[ASSIGNMENT]
Show the lines below where "rough" occurs.

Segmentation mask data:
_ _ _ _

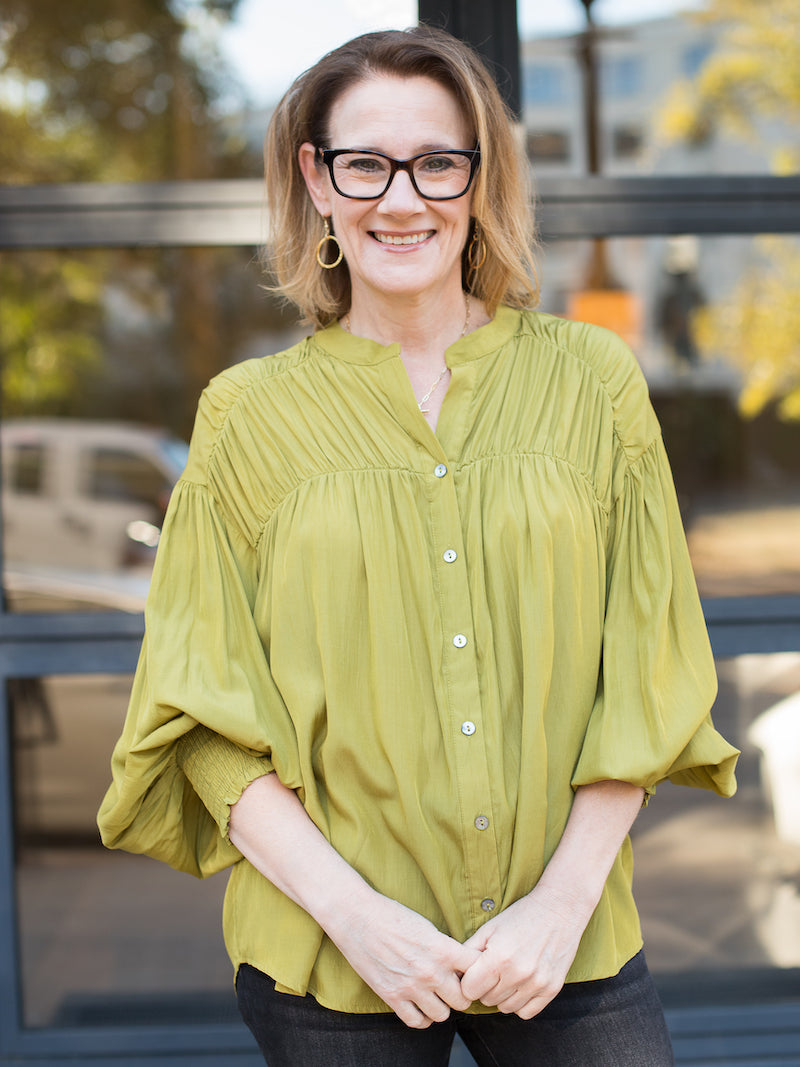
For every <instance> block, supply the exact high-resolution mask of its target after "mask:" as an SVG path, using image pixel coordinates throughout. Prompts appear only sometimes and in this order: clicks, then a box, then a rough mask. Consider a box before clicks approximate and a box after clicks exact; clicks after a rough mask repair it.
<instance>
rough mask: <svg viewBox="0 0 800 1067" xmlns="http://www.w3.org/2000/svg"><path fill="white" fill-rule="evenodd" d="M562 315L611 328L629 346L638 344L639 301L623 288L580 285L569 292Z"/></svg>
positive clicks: (638, 334) (599, 326)
mask: <svg viewBox="0 0 800 1067" xmlns="http://www.w3.org/2000/svg"><path fill="white" fill-rule="evenodd" d="M566 318H567V319H576V320H577V321H579V322H593V323H594V324H595V325H598V327H605V328H606V329H607V330H613V332H614V333H615V334H619V335H620V337H622V339H623V340H624V341H626V343H627V344H628V345H629V346H630V347H631V348H634V349H636V348H637V347H638V346H639V345H640V344H641V329H642V321H641V320H642V316H641V304H640V302H639V300H638V298H637V297H636V296H635V294H634V293H633V292H626V291H625V290H624V289H583V290H581V291H579V292H573V293H570V297H569V298H567V302H566Z"/></svg>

_ _ _ _

[ANSWER BOX]
For every <instance> block, supply the exact high-resolution mask of its target after "mask:" as an SVG path, using image pixel coordinates throughout. Prompts appear only sometimes and in this order: clicks, then a box, then a rough mask. Consider a box before clicks approximate and a box after clicks exact; clicks after a rough mask repair it.
rough mask: <svg viewBox="0 0 800 1067" xmlns="http://www.w3.org/2000/svg"><path fill="white" fill-rule="evenodd" d="M562 315L611 328L629 346L638 344L639 301L623 288L580 285L569 292Z"/></svg>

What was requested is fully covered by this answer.